PostgreSQL implements the two-layer split precisely. DefineIndex (in commands/indexcmds.c) is the command driver; index_create (in catalog/index.c) is the catalog mechanism; index_build is the AM-polymorphic build driver. Everything else — validate_index, the index_concurrently_* family, reindex_index — orbits these three.

DefineIndex first decides the lock and the build mode. Temporary relations are forced non-concurrent (no other backend can see them, so a strong lock is harmless and a non-concurrent drop is cheaper). The lock strength follows directly:

// DefineIndex — src/backend/commands/indexcmds.c
lockmode = concurrent ? ShareUpdateExclusiveLock : ShareLock;
rel = table_open(tableId, lockmode);

ShareLock conflicts with RowExclusiveLock (held by INSERT/UPDATE/DELETE) so a plain build blocks writers but not readers. ShareUpdateExclusiveLock conflicts only with itself and stronger locks, so CONCURRENTLY lets DML proceed throughout. Next it resolves the access method and gets its routine vtable — the same IndexAmRoutine that postgres-index-am.md covers — then checks the AM actually supports what the statement asked for:

// DefineIndex — src/backend/commands/indexcmds.c
accessMethodForm = (Form_pg_am) GETSTRUCT(tuple);
accessMethodId = accessMethodForm->oid;
amRoutine = GetIndexAmRoutine(accessMethodForm->amhandler);
// ...
if (stmt->unique && !stmt->iswithoutoverlaps && !amRoutine->amcanunique)

Dataset extract =
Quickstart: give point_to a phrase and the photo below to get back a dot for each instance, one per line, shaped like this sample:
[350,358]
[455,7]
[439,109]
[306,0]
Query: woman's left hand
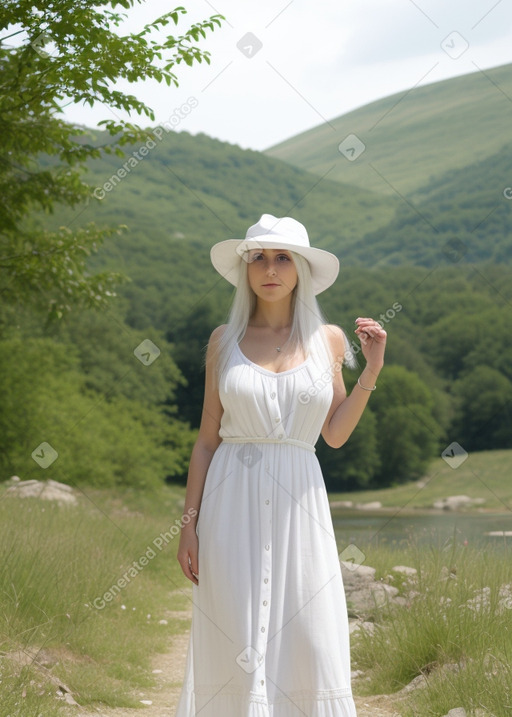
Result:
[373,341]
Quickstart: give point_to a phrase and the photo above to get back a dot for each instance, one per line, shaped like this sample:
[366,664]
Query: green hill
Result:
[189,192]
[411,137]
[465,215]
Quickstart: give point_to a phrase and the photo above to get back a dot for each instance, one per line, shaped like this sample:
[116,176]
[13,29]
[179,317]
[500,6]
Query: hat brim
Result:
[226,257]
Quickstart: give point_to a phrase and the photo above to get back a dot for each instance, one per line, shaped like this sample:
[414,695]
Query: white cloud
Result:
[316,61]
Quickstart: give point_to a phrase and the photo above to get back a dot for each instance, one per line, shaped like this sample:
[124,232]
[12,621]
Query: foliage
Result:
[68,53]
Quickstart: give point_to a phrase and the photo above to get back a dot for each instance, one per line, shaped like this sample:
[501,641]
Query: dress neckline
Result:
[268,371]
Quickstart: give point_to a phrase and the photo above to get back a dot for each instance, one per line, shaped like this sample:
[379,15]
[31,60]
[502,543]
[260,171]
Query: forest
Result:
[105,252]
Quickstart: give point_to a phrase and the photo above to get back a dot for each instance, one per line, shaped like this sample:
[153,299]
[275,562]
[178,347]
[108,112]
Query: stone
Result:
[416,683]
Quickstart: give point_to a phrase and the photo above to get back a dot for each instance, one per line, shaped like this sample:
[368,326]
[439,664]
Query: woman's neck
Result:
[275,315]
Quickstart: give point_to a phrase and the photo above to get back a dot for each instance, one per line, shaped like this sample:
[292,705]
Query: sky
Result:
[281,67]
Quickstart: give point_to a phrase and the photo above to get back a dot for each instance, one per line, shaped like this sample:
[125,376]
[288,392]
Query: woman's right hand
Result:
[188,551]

Stated problem 1 = List every lock mode named in the PostgreSQL index-creation text.
Stated problem 2 = Carry on writing the PostgreSQL index-creation text from the point where it stops.
The entries have no connection to the PostgreSQL index-creation text.

Written answer 1 = ShareUpdateExclusiveLock, ShareLock, RowExclusiveLock

Written answer 2 =
ereport(ERROR,
(errcode(ERRCODE_FEATURE_NOT_SUPPORTED),
errmsg("access method \"%s\" does not support unique indexes",
accessMethodName)));

It then builds an empty IndexInfo, resolves operator classes and collations into parallel arrays via ComputeIndexAttrs, and (for a PRIMARY KEY) runs extra checks. The IndexInfo is the in-memory description of the index the build will consume — its key columns, expressions, predicate, uniqueness, and the ii_Concurrent / ii_ReadyForInserts flags that distinguish a concurrent build. With all of that resolved, it assembles the flags word and calls index_create:

// DefineIndex — src/backend/commands/indexcmds.c
flags = constr_flags = 0;
if (stmt->isconstraint)
flags |= INDEX_CREATE_ADD_CONSTRAINT;
if (skip_build || concurrent || partitioned)
flags |= INDEX_CREATE_SKIP_BUILD; // build deferred or never
if (concurrent)
flags |= INDEX_CREATE_CONCURRENT;
// ...
indexRelationId =
index_create(rel, indexRelationName, indexRelationId, parentIndexId,
parentConstraintId, stmt->oldNumber, indexInfo,
indexColNames, accessMethodId, tablespaceId,
collationIds, opclassIds, opclassOptions, coloptions,
NULL, reloptions, flags, constr_flags,
allowSystemTableMods, !check_rights, &createdConstraintId);

Note the crucial flag logic: INDEX_CREATE_SKIP_BUILD is set for skip_build || concurrent || partitioned. A partitioned index has no storage of its own; a concurrent build does the build later under its own transaction discipline; so only a plain CREATE INDEX lets index_create build inline. (Partition recursion — attaching or building matching child indexes — is handled in DefineIndex and deferred here to postgres-ddl-execution.md.)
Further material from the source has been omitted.